A quick introduction to Git, to get you started

sid dhuri
6 min readJan 21, 2020

A version control system helps you to track the history of changes as people and teams collaborate on projects together. As the project evolves, teams can run tests, fix bugs, and contribute new code with the confidence that any version can be recovered at any time.

Git is a free and open source distributed version control system. It also offers features that makes it easy for multiple people to work on same code base.

Compared to earlier version control systems such as SVN or CVS that are centralized, Git is distributed meaning every developer has the full history of their code repository. This makes git operations such as commit, blame, diff, merge very fast.

With that basic introduction, let’s jump right into some basic git commands and the git workflow to get you started.

To create a new repository, create a new directory on your local environment, open it and perform a git init

This will initialize a new git repository, but if there is already a repository on Github and you want to create a local copy of the repository then you can close it by running the command
git clone http://path/to/repository
when using a remote server, your command will be
git clone username@host:http://path/to/repository

Workflow

Your local repository consists of three trees maintained by git. the first one is your Working Directory which holds the actual files. the second one is the Index which acts as a staging area and finally the HEAD which points to the last commit you’ve made.

Staging and Committing your code

Committing is the process in which the code is added to the local repository. Before committing the code, it must be added to the staging area. The staging area helps to keep track of all the files which that have been modified, added, deleted or renamed and need to be committed.

Any file which is not added to the staging area will not be committed. This gives the developer control over which files need to be committed and keep other changes local.

You can propose changes (add it to the staging area) using
git add <filename>
git add *

This is the first step in the git workflow and now to actually commit these changes we use
git commit -m "An informative commit message about this change"
Now the files are committed to the HEAD, but not in your remote repository yet and is not yet available for other users to pull your changes.

Pushing changes

Your changes are in the HEAD of your local working copy. To send those changes to your remote repository so that other users can pull your changes, you execute
git push origin master
to push to a difference branch, change master to whatever branch you want to push your changes to.

**PROBLEM 1**
Lay out the records as a Markdown table with the columns "Row" and "Line," starting at the first line of the records and ending after the line that contains "Target: wispy white cloud". Omit blank lines and the pictures.
The Git introduction and the records that follow it are unrelated to each other.

**DATA FOR THIS TASK**
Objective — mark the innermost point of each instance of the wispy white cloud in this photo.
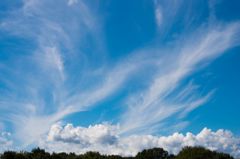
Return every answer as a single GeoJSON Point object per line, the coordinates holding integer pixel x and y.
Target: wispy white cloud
{"type": "Point", "coordinates": [72, 2]}
{"type": "Point", "coordinates": [153, 106]}
{"type": "Point", "coordinates": [105, 139]}
{"type": "Point", "coordinates": [5, 142]}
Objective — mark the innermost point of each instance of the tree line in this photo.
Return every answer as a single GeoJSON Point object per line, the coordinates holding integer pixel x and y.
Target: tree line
{"type": "Point", "coordinates": [154, 153]}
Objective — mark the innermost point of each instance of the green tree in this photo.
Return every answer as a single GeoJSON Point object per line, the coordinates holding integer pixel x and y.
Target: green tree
{"type": "Point", "coordinates": [155, 153]}
{"type": "Point", "coordinates": [201, 153]}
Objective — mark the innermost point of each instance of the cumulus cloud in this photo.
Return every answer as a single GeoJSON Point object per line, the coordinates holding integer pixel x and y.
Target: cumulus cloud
{"type": "Point", "coordinates": [105, 139]}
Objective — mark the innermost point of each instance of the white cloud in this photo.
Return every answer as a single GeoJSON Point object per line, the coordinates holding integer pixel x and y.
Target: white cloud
{"type": "Point", "coordinates": [72, 2]}
{"type": "Point", "coordinates": [157, 102]}
{"type": "Point", "coordinates": [105, 139]}
{"type": "Point", "coordinates": [5, 142]}
{"type": "Point", "coordinates": [56, 40]}
{"type": "Point", "coordinates": [158, 15]}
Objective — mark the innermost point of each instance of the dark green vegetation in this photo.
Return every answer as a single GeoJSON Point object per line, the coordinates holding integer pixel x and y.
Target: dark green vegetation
{"type": "Point", "coordinates": [155, 153]}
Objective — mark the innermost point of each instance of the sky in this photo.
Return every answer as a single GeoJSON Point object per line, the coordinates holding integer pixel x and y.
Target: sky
{"type": "Point", "coordinates": [119, 76]}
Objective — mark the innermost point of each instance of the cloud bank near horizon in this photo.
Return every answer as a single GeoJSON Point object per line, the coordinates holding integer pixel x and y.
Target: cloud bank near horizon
{"type": "Point", "coordinates": [105, 139]}
{"type": "Point", "coordinates": [54, 73]}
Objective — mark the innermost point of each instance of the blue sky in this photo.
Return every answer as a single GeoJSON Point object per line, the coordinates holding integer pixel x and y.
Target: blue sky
{"type": "Point", "coordinates": [115, 70]}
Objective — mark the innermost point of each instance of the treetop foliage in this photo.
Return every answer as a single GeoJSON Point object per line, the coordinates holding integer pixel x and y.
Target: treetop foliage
{"type": "Point", "coordinates": [154, 153]}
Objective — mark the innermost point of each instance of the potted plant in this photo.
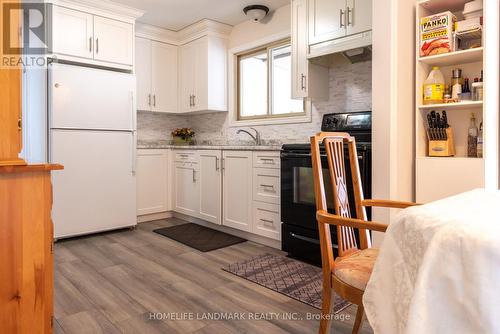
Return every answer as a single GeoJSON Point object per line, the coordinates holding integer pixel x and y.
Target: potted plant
{"type": "Point", "coordinates": [182, 136]}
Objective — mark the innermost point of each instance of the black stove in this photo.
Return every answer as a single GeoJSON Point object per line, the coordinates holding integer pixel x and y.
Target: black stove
{"type": "Point", "coordinates": [300, 236]}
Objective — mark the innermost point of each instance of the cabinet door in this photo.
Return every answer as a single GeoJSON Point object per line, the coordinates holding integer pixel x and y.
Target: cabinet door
{"type": "Point", "coordinates": [72, 32]}
{"type": "Point", "coordinates": [164, 77]}
{"type": "Point", "coordinates": [114, 41]}
{"type": "Point", "coordinates": [237, 189]}
{"type": "Point", "coordinates": [210, 180]}
{"type": "Point", "coordinates": [359, 16]}
{"type": "Point", "coordinates": [200, 93]}
{"type": "Point", "coordinates": [187, 76]}
{"type": "Point", "coordinates": [152, 181]}
{"type": "Point", "coordinates": [143, 68]}
{"type": "Point", "coordinates": [327, 20]}
{"type": "Point", "coordinates": [299, 49]}
{"type": "Point", "coordinates": [187, 192]}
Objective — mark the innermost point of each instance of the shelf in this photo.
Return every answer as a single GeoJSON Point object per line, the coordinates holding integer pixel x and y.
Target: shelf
{"type": "Point", "coordinates": [454, 58]}
{"type": "Point", "coordinates": [451, 106]}
{"type": "Point", "coordinates": [457, 159]}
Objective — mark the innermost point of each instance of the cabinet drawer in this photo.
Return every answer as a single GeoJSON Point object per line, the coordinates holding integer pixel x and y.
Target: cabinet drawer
{"type": "Point", "coordinates": [267, 220]}
{"type": "Point", "coordinates": [185, 156]}
{"type": "Point", "coordinates": [266, 159]}
{"type": "Point", "coordinates": [266, 185]}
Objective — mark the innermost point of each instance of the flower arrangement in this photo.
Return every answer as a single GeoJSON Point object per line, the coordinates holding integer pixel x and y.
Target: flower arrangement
{"type": "Point", "coordinates": [183, 135]}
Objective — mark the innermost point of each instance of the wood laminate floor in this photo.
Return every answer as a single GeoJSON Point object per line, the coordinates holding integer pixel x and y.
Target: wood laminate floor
{"type": "Point", "coordinates": [116, 282]}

**PROBLEM 2**
Rewrite the passage of the Git introduction that begins at the words "A quick introduction" and ends after "at any time.", substituting "groups" for "teams".

**TASK SOLUTION 1**
| Row | Line |
|---|---|
| 1 | Objective — mark the innermost point of each instance of the wispy white cloud in this photo. |
| 2 | Return every answer as a single GeoJSON Point object per line, the coordinates holding integer pixel x and y. |
| 3 | Target: wispy white cloud |

**TASK SOLUTION 2**
A quick introduction to Git, to get you started

sid dhuri
6 min readJan 21, 2020

A version control system helps you to track the history of changes as people and groups collaborate on projects together. As the project evolves, groups can run tests, fix bugs, and contribute new code with the confidence that any version can be recovered at any time.